##### Records for this exercise #####

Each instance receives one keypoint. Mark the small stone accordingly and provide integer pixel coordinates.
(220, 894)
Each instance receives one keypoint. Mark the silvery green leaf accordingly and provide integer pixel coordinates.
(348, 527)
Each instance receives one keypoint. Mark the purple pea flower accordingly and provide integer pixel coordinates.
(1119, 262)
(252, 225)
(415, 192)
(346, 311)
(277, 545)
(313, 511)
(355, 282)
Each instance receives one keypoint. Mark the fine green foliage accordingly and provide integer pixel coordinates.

#####

# Exercise instructions:
With the line containing "Each instance receives one keypoint. Mark the silvery" as the first and the final line of the entries above as the last, write out that span exactly and nothing more.

# Written solution:
Each instance receives one keypoint. Mark the silvery green leaf accordingly and provide integer pixel coordinates.
(348, 527)
Each instance receives one keypoint. Mark the purple pea flower accordingly and provide integer pixel coordinates.
(1119, 262)
(252, 225)
(415, 192)
(346, 311)
(277, 545)
(313, 511)
(355, 282)
Each instance receives one keypoint. Mark the fine green foliage accordingly and provide integer pixel coordinates.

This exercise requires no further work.